**Exercise brief**: What lines below contain the word "tire"? Please pull each one out.
=== Section Start ===
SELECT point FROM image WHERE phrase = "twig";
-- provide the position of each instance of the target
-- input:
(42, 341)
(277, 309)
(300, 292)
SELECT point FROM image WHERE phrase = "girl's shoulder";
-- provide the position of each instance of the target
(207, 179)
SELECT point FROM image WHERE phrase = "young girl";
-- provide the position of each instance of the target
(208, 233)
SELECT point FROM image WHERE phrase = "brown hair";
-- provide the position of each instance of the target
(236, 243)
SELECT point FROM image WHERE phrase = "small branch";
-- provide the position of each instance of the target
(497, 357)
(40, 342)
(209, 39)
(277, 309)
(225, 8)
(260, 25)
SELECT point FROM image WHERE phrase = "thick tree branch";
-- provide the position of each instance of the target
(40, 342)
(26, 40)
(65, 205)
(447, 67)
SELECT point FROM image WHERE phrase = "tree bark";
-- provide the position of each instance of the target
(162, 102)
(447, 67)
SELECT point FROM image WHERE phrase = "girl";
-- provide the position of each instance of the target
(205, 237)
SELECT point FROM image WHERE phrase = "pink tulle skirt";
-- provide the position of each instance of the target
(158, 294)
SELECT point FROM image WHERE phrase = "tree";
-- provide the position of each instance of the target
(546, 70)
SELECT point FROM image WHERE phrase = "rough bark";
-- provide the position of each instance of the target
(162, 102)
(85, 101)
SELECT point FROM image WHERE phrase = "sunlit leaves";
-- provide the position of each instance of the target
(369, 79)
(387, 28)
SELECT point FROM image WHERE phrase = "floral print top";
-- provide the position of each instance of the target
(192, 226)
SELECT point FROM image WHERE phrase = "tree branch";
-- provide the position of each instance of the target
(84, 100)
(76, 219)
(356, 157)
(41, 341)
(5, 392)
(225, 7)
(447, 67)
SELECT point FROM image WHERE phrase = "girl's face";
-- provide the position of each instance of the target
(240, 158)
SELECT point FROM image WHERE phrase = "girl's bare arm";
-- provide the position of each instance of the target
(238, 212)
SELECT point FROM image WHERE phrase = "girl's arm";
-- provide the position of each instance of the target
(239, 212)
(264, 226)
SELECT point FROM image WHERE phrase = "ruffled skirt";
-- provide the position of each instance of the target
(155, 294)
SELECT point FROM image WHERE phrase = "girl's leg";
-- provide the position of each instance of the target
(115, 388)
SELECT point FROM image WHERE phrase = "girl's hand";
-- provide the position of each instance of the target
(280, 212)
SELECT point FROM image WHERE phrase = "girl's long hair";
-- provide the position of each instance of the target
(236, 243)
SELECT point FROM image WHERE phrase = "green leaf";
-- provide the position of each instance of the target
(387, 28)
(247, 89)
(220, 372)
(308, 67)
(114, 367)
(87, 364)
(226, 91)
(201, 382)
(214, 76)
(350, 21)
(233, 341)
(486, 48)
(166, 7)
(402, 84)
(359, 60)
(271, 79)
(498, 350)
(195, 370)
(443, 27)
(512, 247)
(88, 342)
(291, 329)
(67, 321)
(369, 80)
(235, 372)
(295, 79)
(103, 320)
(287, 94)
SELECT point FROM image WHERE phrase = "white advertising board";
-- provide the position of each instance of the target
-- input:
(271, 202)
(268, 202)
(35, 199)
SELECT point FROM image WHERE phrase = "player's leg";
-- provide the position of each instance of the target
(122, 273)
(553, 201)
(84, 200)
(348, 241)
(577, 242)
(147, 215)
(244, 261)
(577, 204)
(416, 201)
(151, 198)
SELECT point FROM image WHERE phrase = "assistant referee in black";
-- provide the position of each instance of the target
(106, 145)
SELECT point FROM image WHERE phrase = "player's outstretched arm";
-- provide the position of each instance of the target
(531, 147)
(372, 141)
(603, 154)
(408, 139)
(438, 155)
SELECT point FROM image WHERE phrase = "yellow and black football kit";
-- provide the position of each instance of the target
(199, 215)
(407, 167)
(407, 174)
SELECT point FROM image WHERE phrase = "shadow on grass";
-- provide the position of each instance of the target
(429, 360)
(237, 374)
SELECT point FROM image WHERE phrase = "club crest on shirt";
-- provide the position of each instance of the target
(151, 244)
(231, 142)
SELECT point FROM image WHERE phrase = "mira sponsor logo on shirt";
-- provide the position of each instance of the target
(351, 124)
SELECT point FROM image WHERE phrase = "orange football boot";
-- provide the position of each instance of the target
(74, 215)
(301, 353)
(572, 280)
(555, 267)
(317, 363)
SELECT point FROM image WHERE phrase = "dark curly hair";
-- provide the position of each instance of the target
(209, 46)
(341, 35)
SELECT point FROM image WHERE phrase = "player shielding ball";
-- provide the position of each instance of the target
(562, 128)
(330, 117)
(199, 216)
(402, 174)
=== Section End ===
=== Section Start ===
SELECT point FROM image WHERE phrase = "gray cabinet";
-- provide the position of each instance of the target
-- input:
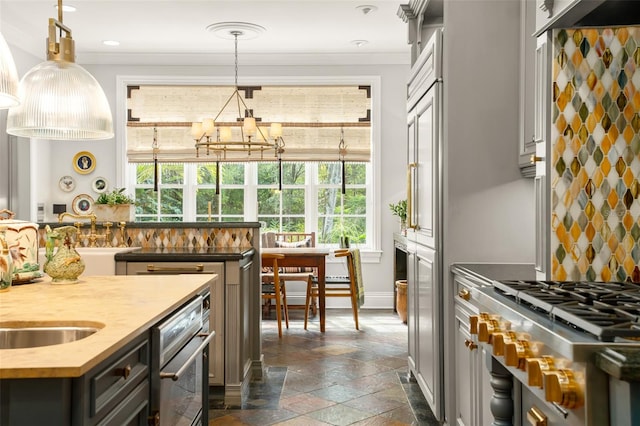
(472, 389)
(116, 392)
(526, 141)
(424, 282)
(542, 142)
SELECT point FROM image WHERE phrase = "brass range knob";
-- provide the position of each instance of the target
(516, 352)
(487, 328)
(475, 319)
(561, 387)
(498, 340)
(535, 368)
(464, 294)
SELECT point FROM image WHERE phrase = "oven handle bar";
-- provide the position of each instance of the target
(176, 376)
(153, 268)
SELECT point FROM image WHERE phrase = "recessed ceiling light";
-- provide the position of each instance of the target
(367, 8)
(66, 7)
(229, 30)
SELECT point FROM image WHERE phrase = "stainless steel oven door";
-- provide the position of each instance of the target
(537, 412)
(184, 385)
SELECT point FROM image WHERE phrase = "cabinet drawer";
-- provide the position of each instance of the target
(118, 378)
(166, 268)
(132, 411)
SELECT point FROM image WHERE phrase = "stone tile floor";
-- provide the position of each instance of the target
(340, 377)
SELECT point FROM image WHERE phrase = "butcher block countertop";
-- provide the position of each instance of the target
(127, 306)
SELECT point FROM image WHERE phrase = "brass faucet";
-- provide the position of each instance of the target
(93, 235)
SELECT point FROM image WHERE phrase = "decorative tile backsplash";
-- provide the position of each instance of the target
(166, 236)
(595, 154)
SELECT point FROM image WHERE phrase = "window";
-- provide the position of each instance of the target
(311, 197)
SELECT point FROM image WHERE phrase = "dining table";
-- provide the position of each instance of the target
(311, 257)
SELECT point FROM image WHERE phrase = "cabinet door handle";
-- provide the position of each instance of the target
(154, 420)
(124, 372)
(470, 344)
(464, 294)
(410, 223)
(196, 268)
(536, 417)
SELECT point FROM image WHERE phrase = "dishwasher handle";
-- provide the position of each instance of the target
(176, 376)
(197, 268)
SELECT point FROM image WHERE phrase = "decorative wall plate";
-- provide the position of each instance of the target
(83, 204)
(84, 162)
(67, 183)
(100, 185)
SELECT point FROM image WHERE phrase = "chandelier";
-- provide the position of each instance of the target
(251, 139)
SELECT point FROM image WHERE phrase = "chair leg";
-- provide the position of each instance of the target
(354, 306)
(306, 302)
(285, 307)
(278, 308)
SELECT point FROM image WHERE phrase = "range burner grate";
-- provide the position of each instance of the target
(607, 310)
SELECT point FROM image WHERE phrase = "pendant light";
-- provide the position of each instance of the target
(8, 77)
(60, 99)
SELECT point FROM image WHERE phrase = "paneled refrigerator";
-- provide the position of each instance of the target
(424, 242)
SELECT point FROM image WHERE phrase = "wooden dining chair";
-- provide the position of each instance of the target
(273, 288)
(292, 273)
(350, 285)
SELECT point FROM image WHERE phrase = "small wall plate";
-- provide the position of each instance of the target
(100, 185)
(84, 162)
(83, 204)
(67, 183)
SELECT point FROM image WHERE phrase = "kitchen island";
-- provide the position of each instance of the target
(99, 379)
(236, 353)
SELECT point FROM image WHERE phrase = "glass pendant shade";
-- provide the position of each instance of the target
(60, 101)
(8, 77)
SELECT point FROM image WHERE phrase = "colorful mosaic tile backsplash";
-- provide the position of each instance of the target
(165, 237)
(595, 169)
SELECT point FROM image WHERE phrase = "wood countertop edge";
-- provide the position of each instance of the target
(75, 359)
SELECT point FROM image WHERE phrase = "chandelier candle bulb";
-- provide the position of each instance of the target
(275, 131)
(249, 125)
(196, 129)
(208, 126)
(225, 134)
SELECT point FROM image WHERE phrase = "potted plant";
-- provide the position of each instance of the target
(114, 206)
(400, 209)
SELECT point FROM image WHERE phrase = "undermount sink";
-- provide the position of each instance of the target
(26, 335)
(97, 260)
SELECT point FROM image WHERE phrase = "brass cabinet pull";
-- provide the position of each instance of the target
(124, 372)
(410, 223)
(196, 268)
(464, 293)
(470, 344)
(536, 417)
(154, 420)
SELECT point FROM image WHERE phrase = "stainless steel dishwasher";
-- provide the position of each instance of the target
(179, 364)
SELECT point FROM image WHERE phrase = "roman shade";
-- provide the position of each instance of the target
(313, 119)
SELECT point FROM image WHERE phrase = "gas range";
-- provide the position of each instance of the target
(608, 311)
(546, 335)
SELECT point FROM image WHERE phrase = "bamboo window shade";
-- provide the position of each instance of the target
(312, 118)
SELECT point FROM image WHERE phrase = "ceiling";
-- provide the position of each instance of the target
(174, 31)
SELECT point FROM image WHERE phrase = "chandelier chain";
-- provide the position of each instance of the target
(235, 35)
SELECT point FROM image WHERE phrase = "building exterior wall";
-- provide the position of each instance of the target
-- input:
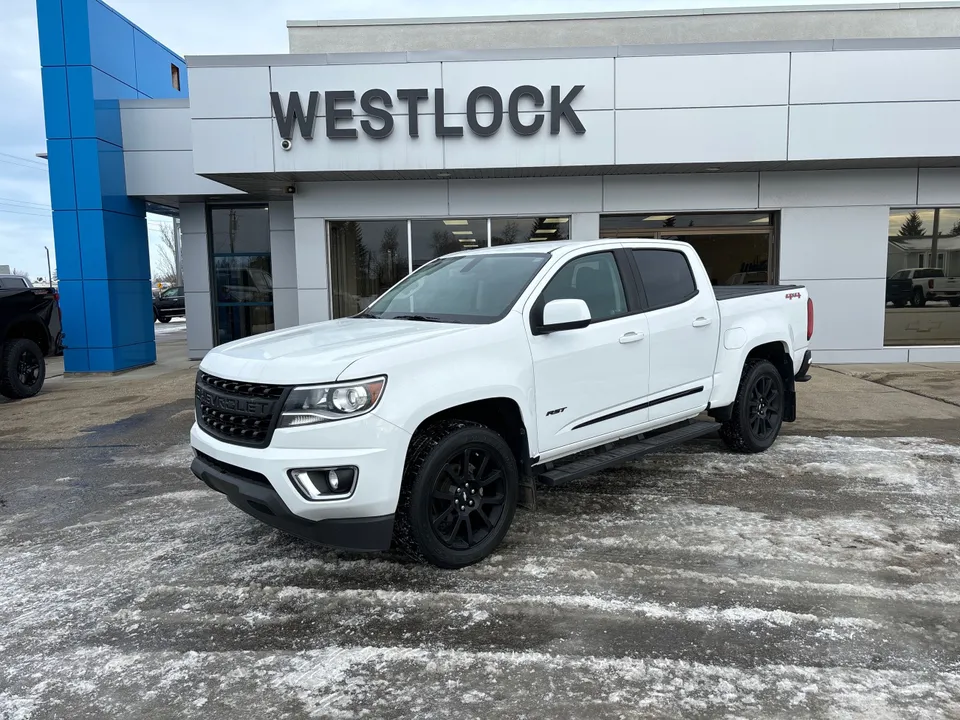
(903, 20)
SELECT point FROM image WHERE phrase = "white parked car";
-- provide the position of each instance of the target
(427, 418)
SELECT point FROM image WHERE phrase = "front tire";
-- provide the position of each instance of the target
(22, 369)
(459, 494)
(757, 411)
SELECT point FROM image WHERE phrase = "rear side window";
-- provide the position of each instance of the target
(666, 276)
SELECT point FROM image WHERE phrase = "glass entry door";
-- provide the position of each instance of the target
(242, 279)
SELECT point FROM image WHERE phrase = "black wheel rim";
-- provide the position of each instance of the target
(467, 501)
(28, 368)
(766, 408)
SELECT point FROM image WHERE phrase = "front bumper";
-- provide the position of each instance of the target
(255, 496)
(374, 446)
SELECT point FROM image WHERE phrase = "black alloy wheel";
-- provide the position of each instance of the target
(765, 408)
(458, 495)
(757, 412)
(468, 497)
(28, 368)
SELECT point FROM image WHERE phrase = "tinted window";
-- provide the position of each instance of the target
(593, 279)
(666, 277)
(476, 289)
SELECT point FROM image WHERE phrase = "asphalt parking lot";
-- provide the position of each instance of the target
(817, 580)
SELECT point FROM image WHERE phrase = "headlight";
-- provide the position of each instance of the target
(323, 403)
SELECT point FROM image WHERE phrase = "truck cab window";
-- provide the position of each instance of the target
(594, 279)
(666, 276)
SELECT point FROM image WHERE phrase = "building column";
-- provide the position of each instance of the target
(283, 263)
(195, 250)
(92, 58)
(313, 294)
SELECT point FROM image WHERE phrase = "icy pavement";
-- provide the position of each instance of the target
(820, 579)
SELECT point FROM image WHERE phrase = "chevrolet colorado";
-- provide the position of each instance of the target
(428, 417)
=== Section End ===
=== Section Start ===
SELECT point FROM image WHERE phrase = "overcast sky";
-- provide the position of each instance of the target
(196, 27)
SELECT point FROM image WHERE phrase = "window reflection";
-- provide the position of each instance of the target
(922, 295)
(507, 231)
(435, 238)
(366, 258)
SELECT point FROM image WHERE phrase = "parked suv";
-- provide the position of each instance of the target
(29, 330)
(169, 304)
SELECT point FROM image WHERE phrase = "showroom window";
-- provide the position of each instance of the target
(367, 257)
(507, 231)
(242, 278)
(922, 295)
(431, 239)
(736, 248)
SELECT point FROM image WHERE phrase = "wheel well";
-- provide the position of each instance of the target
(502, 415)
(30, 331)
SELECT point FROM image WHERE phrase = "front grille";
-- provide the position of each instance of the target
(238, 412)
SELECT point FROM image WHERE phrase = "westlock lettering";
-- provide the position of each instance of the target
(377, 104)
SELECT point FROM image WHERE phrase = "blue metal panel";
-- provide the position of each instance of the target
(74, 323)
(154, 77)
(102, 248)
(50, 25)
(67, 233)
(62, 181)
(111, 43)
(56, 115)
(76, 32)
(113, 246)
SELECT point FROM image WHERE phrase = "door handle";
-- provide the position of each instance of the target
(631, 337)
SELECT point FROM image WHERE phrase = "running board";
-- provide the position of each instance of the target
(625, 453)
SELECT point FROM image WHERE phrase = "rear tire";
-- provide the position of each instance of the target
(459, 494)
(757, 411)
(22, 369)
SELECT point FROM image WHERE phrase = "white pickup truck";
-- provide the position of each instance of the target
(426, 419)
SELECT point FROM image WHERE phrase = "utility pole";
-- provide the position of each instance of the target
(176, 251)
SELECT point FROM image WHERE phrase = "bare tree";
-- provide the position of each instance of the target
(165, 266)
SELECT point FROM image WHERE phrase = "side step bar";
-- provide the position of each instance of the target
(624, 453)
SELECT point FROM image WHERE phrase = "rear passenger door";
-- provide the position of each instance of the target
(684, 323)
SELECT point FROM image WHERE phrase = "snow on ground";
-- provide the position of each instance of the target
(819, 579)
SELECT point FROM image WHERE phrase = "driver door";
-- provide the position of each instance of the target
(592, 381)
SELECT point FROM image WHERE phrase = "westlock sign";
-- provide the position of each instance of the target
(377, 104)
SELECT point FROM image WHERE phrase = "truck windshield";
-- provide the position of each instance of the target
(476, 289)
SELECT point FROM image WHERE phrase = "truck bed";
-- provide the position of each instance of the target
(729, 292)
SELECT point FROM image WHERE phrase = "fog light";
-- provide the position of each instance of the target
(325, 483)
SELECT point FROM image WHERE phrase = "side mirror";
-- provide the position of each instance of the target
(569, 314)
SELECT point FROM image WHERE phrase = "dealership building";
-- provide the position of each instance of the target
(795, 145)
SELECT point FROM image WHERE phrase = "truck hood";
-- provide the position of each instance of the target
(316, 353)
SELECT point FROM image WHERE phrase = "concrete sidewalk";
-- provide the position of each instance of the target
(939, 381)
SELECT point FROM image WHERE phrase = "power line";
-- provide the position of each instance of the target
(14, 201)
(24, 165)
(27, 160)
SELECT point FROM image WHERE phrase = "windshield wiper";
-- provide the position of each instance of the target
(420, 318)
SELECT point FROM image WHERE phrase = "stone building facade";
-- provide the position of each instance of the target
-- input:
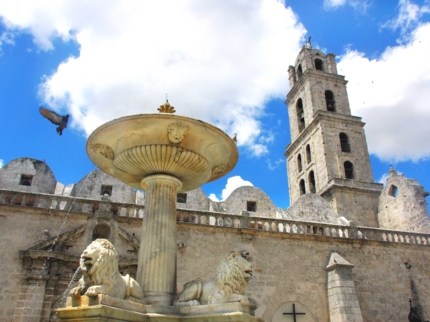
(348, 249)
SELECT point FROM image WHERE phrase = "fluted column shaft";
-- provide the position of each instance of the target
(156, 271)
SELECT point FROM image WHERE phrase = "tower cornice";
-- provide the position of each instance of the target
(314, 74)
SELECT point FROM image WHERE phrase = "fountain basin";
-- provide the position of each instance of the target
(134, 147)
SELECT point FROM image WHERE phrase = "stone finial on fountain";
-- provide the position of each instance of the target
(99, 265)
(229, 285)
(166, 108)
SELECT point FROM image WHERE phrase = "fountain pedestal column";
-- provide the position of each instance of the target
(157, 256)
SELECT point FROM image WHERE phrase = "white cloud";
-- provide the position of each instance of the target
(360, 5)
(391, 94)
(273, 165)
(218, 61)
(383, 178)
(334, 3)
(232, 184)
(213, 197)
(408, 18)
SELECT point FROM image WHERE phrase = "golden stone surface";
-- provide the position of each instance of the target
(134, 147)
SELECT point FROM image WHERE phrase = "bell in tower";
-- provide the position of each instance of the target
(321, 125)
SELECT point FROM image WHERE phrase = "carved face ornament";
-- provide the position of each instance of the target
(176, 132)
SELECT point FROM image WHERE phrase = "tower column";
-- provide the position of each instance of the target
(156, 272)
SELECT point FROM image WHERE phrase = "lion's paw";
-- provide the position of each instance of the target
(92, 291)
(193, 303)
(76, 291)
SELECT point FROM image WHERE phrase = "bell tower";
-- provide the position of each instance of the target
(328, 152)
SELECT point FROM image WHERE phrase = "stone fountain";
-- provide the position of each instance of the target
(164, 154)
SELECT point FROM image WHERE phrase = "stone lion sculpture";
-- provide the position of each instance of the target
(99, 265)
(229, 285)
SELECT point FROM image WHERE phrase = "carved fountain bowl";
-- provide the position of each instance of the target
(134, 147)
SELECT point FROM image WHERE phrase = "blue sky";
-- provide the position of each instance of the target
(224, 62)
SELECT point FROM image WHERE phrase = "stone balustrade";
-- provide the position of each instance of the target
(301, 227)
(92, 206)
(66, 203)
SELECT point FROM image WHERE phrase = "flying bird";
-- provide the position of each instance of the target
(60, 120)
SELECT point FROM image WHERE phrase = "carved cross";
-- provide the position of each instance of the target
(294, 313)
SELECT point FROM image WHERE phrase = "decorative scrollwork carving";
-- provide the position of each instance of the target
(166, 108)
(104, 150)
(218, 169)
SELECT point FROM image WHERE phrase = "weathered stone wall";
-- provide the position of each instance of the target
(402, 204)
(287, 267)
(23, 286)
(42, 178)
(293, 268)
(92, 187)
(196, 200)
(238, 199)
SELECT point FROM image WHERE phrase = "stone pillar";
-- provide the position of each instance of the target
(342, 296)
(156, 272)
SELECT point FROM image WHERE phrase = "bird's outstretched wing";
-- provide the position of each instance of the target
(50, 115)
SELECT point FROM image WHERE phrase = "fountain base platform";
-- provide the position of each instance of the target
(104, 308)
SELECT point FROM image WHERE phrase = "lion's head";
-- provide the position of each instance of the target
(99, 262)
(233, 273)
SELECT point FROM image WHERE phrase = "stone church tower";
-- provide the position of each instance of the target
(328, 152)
=== Section End ===
**Answer for this exercise**:
SELECT point FROM image WHERE phrase = "front tire";
SELECT point FROM image WHERE phrase = "rear tire";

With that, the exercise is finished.